▸ **ТЕКСТ ДЛЯ ЧТЕНИЯ**
↓↓↓

Не только потому, что непрестанно стучит в кремлевском коридоре старенький телеграфный аппарат ЮЗ, по которому идут бесконечной лентой ленинские телеграммы, призывающие к революционной бдительности и обуздывающие головотяпов, касающиеся вопросов государственных – и совсем как будто "личных", частных, недостойных внимания государственного деятеля такого масштаба, а между тем спасающие людей от клеветы, волокиты, псевдореволюционного произвола. Ощущение такое, что революционная воля Ленина неусыпно обуздывает огромную стихию, где нерешительность приводит к беспечности, а "революционность" окрашена мелкобуржуазной левизной, желанием выслужиться перед революцией, а то и просто глупостью.
Но Ленин присутствует и в спорах своих товарищей, собравшихся без него в зале Совнаркома, в их аргументах, способе мысли, характере отношений друг к другу. И всё это, вместе с их любовью, уважением и горячим сочувствием к нему в эти тяжелые часы, точнее, лучше рисует его облик, чем обаяние даже очень хорошего актера в очень похожем гриме и костюме Ленина.
Как и для Луначарского, для большинства своих соратников Ленин не только признанный вождь пролетариата, но старший товарищ, близкий друг. Решительно во всем театр старается отметить и подчеркнуть человеческие отношения и чувства, связывающие этих людей, и первое среди всех иных – чувство товарищества. В разговоре о погибшем Урицком Крестинский вдруг вспоминает: "Помните его любимое: "Не пылит дорога, не дрожат листы…" И мы внезапно осознаем, что эти люди соединены не только общей работой и борьбой, они и во всем остальном друзья, товарищи друг другу. Вот и с Лениным так же: в те минуты, когда он находится на краю смерти, каждый из них, говоря вслух с самим собой, припоминает что-то простое, частное, житейское, человеческое, что связывает с Лениным его лично.

↑↑↑

▸ **ЗАДАНИЯ**
1. Какие слова Урицкого вспоминает Крестинский в тексте для чтения?
2. Верните отрывок из текста для чтения, начиная со слов «Но Ленин присутствует» и продолжая до слов «и костюме Ленина.».

▸ **ИСХОДНЫЙ ФРАГМЕНТ**
↓↓↓

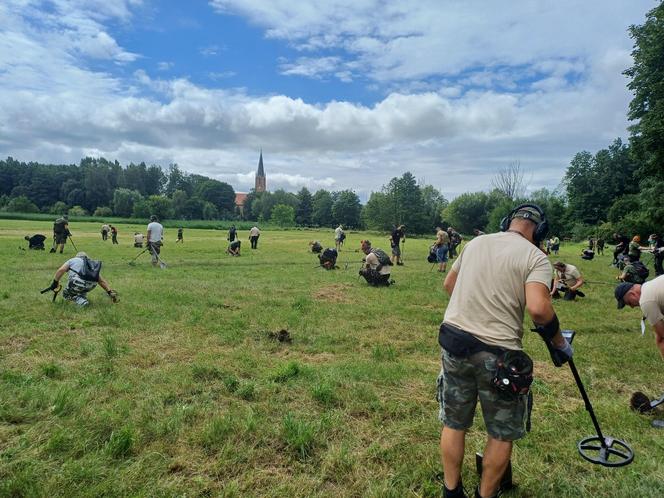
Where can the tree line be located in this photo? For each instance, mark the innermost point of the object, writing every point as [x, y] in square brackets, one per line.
[617, 189]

↑↑↑

▸ **ОТВЕТЫ К ЗАДАНИЯМ**
1. Крестинский вспоминает любимую строку Урицкого: «Не пылит дорога, не дрожат листы…»

2.
Но Ленин присутствует и в спорах своих товарищей, собравшихся без него в зале Совнаркома, в их аргументах, способе мысли, характере отношений друг к другу. И всё это, вместе с их любовью, уважением и горячим сочувствием к нему в эти тяжелые часы, точнее, лучше рисует его облик, чем обаяние даже очень хорошего актера в очень похожем гриме и костюме Ленина.